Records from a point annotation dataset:
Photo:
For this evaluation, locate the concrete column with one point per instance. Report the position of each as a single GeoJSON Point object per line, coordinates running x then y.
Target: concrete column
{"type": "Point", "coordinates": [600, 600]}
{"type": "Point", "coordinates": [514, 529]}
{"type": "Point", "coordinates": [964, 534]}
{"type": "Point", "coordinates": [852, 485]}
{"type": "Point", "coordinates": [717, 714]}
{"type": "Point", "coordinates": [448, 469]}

▶ What the task requires:
Output the data above as a CSV with two columns, headed text and answer, giving one row for each text together with its answer. Enclose every field in double quotes and replace each line break inside a field with a space.

▶ Reply to the task:
text,answer
"Photo: For this evaluation, locate the concrete column with one point per instance. Report the position of each as a single GeoJSON Point object per line, coordinates running x then y. Target: concrete column","{""type"": ""Point"", ""coordinates"": [600, 600]} {""type"": ""Point"", ""coordinates"": [514, 529]} {""type"": ""Point"", ""coordinates"": [964, 534]} {""type"": ""Point"", ""coordinates"": [852, 485]} {""type"": ""Point"", ""coordinates"": [717, 714]} {""type"": ""Point"", ""coordinates"": [448, 469]}"